[Dataset excerpt]
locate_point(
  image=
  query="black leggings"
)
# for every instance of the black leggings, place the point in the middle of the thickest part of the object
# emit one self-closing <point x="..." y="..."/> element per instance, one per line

### The problem
Please change "black leggings" to "gray leggings" throughout the entries and leave everything else as it is.

### Answer to the problem
locate_point(
  image=
  query="gray leggings"
)
# for every instance of the gray leggings, place the point in the middle of the thickest part of the object
# emit one self-closing <point x="..." y="..."/> element per instance, one per line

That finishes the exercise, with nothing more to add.